● **Extract**:
***
Take what strike me as the most common negative emotions:

–Those concerned with actual loss to the ego-self (here we think of sadness, despondency, the blues, despair, and so on).

–Those concerned with potential or perceived loss to the ego-self (fear, anxiety, nervousness, worry, etc.)

–Those concerned with some injury to the ego-self (anger, vengefulness, rage, irritation, peevishness, petulance, and so on)

–Those concerned with the ego-self’s shrinking (shutting down or checking out)

In all of these cases, I submit that the sadness, fear, anger, or shutting down can be reduced to “I feel hurt.”

So, Who Feels Hurt?

Use your “felt sense” (Gendlin) to investigate who feels hurt–who in particular. This may take some months or years of somatic investigation.

If, in the end, your inquiry chimes with mine, then you’ll find that there is a “something” that feels small and vulnerable. In fact, you’ll need to specify precisely how this something manifests. “This anger is arising from the inner child, and the inner child is, very specifically, feeling helpless or powerless as well as existentially alone.” Of course, the last sentence is trying to give a linguistic account of what can be felt more immediately and intuitively. One can “develop the knack” for intuitively feeling the inner child.
***
[Point localization data]
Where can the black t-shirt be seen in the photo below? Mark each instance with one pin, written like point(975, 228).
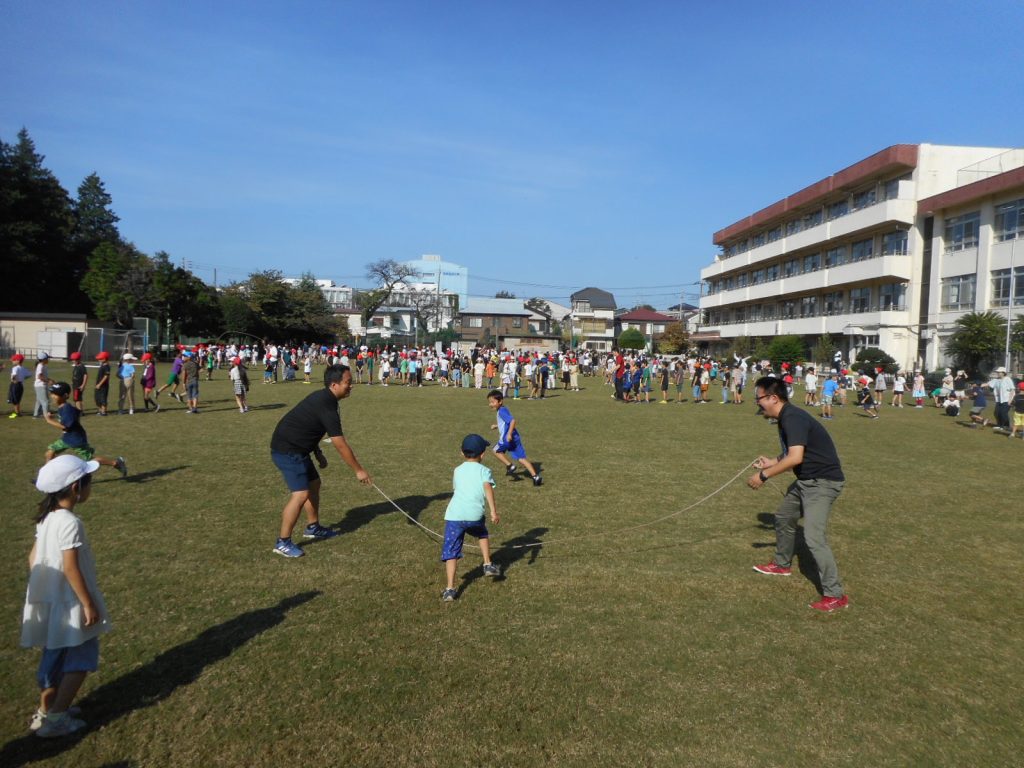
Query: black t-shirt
point(301, 428)
point(797, 427)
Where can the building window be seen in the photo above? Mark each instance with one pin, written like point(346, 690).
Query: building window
point(834, 302)
point(1001, 287)
point(957, 293)
point(861, 250)
point(860, 299)
point(836, 256)
point(1010, 220)
point(892, 297)
point(812, 219)
point(839, 209)
point(863, 199)
point(894, 244)
point(962, 231)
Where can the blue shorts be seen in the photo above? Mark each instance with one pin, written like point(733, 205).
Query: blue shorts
point(515, 450)
point(298, 470)
point(58, 662)
point(455, 532)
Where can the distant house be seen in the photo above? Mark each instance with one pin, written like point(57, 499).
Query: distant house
point(593, 318)
point(646, 322)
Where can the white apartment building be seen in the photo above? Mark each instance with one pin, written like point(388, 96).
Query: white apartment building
point(849, 255)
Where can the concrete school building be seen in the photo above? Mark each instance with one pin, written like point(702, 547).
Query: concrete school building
point(887, 253)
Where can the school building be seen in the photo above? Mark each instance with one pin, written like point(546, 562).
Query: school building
point(887, 253)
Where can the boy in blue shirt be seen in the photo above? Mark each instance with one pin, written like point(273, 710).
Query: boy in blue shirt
point(74, 439)
point(508, 439)
point(473, 487)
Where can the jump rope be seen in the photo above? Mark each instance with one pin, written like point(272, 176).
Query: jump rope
point(612, 531)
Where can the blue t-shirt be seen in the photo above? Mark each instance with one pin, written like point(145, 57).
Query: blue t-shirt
point(74, 434)
point(504, 422)
point(468, 502)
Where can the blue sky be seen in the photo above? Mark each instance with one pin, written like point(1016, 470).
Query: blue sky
point(557, 144)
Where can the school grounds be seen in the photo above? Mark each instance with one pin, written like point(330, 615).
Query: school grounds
point(655, 646)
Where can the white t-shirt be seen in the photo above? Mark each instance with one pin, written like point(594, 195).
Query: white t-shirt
point(53, 617)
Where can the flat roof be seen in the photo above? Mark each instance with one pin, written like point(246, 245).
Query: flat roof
point(895, 158)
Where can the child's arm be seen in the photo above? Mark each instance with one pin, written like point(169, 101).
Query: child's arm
point(77, 582)
point(488, 494)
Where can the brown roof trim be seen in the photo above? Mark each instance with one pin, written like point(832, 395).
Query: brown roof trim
point(987, 186)
point(897, 157)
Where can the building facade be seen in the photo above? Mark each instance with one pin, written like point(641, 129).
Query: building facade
point(847, 256)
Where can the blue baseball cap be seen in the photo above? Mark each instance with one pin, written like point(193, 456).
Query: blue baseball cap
point(473, 443)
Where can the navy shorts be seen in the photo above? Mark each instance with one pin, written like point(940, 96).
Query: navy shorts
point(455, 532)
point(298, 470)
point(58, 662)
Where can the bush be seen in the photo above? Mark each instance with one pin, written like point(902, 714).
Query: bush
point(631, 338)
point(870, 358)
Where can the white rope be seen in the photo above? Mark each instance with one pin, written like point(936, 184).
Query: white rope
point(628, 528)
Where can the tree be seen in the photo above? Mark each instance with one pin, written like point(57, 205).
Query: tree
point(631, 338)
point(675, 339)
point(978, 341)
point(386, 273)
point(786, 349)
point(118, 283)
point(36, 223)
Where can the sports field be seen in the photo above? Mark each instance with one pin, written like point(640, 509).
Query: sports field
point(656, 646)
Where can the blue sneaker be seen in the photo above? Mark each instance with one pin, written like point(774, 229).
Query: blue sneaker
point(286, 548)
point(318, 531)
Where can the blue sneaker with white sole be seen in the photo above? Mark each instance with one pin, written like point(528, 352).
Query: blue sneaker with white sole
point(318, 531)
point(286, 548)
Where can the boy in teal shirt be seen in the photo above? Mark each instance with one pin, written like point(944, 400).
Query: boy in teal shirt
point(474, 487)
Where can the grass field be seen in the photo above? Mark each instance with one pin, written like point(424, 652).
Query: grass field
point(651, 647)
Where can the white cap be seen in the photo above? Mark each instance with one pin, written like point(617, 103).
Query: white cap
point(61, 472)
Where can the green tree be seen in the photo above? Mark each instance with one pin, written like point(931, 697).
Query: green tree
point(37, 267)
point(631, 338)
point(979, 341)
point(118, 283)
point(386, 274)
point(786, 349)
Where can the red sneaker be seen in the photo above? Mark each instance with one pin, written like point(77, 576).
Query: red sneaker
point(773, 569)
point(828, 604)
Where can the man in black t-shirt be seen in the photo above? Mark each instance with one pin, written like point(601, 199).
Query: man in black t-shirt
point(297, 435)
point(810, 453)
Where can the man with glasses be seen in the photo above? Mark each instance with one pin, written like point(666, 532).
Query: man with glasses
point(810, 453)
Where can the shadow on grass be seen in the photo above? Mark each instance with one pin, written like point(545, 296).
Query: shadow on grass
point(157, 680)
point(805, 560)
point(357, 517)
point(141, 477)
point(507, 555)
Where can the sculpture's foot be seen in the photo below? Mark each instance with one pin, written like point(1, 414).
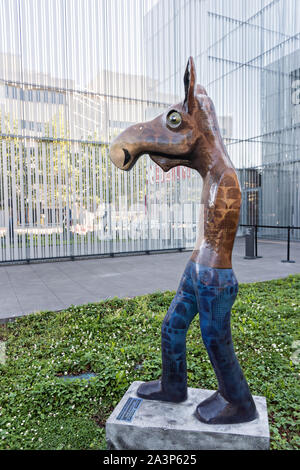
***
● **Problems to work on**:
[A] Answer these questions about the extract on negative emotions:
(i) Which emotions does it list as concerned with potential or perceived loss to the ego-self?
(ii) To what statement does it say the sadness, fear, anger, or shutting down can be reduced?
(iii) How long may the somatic investigation of who feels hurt take?
[B] Reproduce the extract on negative emotions word for word, from "Take what strike" up to and including "Who Feels Hurt?".

● **Exercise solutions**:
[A]
(i) Fear, anxiety, nervousness, and worry.
(ii) "I feel hurt."
(iii) Some months or years.

[B]
Take what strike me as the most common negative emotions:

–Those concerned with actual loss to the ego-self (here we think of sadness, despondency, the blues, despair, and so on).

–Those concerned with potential or perceived loss to the ego-self (fear, anxiety, nervousness, worry, etc.)

–Those concerned with some injury to the ego-self (anger, vengefulness, rage, irritation, peevishness, petulance, and so on)

–Those concerned with the ego-self’s shrinking (shutting down or checking out)

In all of these cases, I submit that the sadness, fear, anger, or shutting down can be reduced to “I feel hurt.”

So, Who Feels Hurt?